* _Text_
::::

With the current state winner-take-all method in Florida, the winner of Florida’s vote gets Florida’s electoral votes.

With National Popular Vote, the candidate with the most votes in the Country, decides who wins the presidency.
Under National Popular Vote, every voter, everywhere, would be politically relevant and equal in every presidential election.

Every vote would be included in the state counts and national count. When states with a combined total of at least 270 electoral votes enact the bill, the candidate with the most popular votes in all 50 states and DC would get the needed majority of 270+ electoral votes from the enacting states. The bill would thus guarantee the Presidency to the candidate who receives the most popular votes.

About 88% of districts are non-competitive and would be ignored with a district winner system. Many are heavily gerrymandered.

In NC, for example, there are only 4 of the 13 congressional districts that would be close enough to get any attention from presidential candidates. A smaller fraction of the country’s population lives in competitive congressional districts (about 12%) than in the current battleground states (about 20%) that now get overwhelming attention, while 80% of the states are ignored

If the district approach were used nationally, it would be less fair and less accurately reflect the will of the people than the current system. In 2004, Bush won 50.7% of the popular vote, but 59% of the districts. Although Bush lost the national popular vote in 2000, he won 55% of the country’s congressional districts.

::::

(Coordinate annotation listing)
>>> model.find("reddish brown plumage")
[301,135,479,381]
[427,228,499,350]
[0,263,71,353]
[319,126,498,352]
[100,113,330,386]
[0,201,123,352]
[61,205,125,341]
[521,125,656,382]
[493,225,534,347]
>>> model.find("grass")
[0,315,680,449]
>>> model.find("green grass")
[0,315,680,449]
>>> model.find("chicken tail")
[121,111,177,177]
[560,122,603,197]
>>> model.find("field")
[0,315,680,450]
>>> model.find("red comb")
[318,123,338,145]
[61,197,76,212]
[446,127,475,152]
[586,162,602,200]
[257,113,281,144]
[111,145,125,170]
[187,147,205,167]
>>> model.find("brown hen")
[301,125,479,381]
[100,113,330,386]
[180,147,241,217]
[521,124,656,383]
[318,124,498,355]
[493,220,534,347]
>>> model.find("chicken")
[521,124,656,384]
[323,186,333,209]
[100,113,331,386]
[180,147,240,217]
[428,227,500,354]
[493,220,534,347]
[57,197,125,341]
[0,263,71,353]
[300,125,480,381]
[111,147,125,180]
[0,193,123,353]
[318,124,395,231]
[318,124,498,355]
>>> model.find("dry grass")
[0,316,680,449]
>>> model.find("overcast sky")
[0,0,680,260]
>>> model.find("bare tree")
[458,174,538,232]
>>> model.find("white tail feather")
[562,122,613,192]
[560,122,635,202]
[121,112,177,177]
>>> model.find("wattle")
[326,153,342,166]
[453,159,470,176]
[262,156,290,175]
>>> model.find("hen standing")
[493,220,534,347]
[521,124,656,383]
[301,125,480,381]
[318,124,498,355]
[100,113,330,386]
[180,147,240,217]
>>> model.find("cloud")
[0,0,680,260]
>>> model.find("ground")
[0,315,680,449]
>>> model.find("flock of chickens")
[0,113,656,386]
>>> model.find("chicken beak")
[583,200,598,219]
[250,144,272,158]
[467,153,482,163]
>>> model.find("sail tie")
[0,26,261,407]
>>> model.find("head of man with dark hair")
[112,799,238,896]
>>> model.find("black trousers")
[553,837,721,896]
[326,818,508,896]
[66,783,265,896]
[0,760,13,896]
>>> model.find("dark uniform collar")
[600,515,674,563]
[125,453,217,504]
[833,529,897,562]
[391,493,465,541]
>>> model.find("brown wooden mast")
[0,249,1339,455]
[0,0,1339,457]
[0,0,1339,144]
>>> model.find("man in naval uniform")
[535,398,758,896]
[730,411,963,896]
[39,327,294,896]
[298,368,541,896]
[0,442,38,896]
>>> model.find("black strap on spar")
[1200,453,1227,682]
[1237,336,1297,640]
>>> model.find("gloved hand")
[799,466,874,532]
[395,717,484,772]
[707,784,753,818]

::::

* _Stated task A_
According to the text on the National Popular Vote, what share of the popular vote did Bush win in 2004?
* _Stated task B_
Set down the listing verbatim, beginning at its first line and stopping after the line that contains "[187,147,205,167]".
The text and the listing bear no relation to each other.

* _Task answer A_
50.7%

* _Task answer B_
>>> model.find("reddish brown plumage")
[301,135,479,381]
[427,228,499,350]
[0,263,71,353]
[319,126,498,352]
[100,113,330,386]
[0,201,123,352]
[61,205,125,341]
[521,125,656,382]
[493,225,534,347]
>>> model.find("grass")
[0,315,680,449]
>>> model.find("green grass")
[0,315,680,449]
>>> model.find("chicken tail")
[121,111,177,177]
[560,122,603,197]
>>> model.find("field")
[0,315,680,450]
>>> model.find("red comb")
[318,123,338,145]
[61,197,76,212]
[446,127,475,152]
[586,162,602,200]
[257,113,281,144]
[111,145,125,170]
[187,147,205,167]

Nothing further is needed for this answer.